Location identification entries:
==========

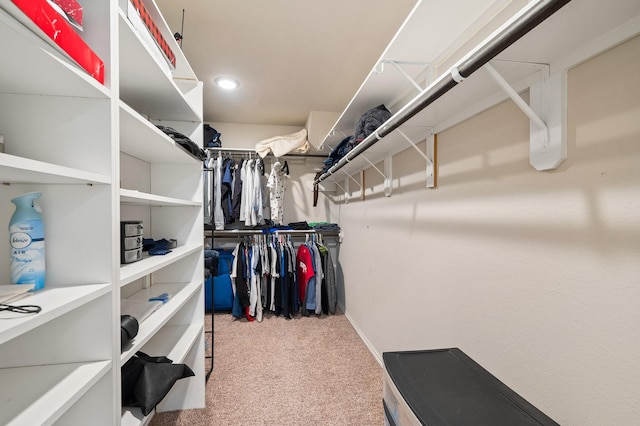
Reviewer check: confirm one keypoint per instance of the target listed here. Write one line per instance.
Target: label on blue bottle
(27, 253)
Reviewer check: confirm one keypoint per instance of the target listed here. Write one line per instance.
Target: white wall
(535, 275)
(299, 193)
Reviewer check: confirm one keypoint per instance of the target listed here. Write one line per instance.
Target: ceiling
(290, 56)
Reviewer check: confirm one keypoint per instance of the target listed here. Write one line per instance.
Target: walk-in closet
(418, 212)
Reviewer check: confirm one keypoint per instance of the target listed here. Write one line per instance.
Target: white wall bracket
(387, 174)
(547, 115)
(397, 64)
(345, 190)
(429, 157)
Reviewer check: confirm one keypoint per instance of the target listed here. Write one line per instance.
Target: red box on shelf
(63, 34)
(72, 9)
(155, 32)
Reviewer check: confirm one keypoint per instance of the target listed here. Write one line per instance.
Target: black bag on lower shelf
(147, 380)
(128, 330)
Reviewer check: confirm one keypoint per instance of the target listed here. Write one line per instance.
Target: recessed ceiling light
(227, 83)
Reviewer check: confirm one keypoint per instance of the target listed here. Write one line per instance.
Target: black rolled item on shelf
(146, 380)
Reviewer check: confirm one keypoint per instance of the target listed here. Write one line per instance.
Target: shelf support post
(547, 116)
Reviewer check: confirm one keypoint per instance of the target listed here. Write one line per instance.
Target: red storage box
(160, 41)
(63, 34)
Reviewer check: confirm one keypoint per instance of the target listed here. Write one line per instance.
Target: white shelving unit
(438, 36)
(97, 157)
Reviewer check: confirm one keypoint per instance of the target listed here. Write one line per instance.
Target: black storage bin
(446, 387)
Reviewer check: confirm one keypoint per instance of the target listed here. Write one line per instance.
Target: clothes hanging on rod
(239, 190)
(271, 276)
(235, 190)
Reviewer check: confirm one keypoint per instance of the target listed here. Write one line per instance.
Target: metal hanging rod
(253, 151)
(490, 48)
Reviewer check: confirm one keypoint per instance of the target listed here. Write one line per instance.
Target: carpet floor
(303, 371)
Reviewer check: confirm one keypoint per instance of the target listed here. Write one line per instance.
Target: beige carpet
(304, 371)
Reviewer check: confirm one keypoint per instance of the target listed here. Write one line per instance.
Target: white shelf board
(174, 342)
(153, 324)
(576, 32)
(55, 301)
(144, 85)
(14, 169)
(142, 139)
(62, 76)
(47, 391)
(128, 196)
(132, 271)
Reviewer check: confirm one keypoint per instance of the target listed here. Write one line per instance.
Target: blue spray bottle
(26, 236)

==========

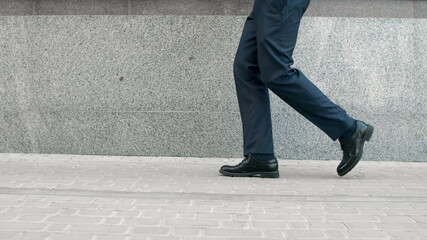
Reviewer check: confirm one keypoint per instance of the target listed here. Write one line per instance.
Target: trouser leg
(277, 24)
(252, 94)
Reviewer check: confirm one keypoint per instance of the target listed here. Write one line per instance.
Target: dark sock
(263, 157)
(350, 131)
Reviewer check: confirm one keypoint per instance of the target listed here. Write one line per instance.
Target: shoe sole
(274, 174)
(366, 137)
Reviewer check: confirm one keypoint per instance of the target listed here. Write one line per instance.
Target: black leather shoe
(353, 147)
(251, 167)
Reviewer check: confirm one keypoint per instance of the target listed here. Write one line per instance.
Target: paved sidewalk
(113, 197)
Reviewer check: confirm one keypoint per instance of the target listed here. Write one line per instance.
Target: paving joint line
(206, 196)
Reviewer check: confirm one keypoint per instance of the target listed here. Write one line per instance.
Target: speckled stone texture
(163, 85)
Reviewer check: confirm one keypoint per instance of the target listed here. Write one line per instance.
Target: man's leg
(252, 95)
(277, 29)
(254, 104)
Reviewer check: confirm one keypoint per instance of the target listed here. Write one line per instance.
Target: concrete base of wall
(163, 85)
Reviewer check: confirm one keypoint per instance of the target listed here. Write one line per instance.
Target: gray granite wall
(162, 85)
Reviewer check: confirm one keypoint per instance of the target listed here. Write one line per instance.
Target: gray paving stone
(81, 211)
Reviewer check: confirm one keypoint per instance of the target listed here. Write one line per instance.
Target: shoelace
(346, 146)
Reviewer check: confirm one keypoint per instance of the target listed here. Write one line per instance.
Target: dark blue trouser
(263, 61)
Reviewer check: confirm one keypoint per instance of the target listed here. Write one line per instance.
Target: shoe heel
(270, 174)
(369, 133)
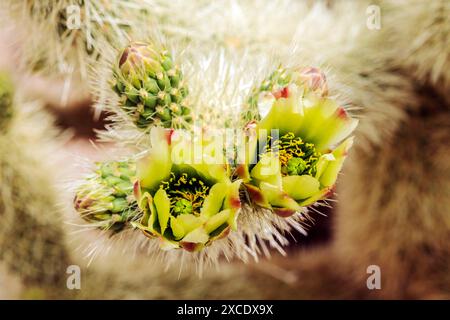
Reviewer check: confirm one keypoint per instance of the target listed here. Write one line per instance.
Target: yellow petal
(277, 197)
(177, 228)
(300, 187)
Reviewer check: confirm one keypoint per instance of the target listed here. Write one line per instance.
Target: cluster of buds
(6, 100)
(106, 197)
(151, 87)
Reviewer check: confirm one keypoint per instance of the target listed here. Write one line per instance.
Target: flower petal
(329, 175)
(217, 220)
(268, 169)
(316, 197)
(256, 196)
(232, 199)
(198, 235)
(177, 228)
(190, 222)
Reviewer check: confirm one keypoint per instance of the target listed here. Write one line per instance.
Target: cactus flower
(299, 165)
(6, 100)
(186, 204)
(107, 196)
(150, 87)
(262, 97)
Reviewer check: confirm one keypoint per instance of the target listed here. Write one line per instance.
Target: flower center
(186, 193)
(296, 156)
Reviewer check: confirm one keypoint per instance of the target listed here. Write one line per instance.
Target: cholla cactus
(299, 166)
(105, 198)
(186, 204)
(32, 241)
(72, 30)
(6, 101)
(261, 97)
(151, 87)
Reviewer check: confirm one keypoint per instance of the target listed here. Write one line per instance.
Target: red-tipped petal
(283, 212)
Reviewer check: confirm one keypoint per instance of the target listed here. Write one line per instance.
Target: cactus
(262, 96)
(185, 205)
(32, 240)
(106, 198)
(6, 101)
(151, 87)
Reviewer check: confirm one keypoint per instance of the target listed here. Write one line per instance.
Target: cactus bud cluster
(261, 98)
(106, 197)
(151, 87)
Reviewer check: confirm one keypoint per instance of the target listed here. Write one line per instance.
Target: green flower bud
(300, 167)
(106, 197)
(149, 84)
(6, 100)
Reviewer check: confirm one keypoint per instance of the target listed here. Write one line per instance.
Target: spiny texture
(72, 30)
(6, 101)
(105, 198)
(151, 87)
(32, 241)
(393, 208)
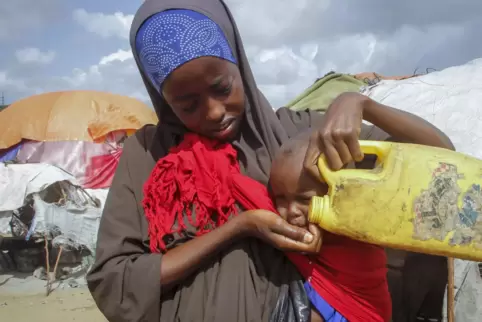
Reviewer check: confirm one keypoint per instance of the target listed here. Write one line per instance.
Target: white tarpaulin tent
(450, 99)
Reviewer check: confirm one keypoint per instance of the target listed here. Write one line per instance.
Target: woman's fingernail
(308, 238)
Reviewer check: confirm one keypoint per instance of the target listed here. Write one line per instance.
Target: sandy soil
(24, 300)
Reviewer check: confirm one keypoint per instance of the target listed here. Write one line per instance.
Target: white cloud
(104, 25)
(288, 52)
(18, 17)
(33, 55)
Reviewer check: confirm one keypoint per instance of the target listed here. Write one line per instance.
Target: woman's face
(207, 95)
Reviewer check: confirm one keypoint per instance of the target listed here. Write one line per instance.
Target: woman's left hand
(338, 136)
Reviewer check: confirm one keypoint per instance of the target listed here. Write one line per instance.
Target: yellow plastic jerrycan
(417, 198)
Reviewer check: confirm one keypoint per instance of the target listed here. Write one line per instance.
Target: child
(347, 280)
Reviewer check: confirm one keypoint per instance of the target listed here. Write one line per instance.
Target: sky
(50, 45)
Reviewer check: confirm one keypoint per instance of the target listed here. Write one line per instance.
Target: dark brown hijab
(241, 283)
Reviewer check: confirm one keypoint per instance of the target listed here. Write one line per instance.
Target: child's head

==========

Your goal: Count the lines of the material above that contain the string "stone", and give only that number.

Full answer: 2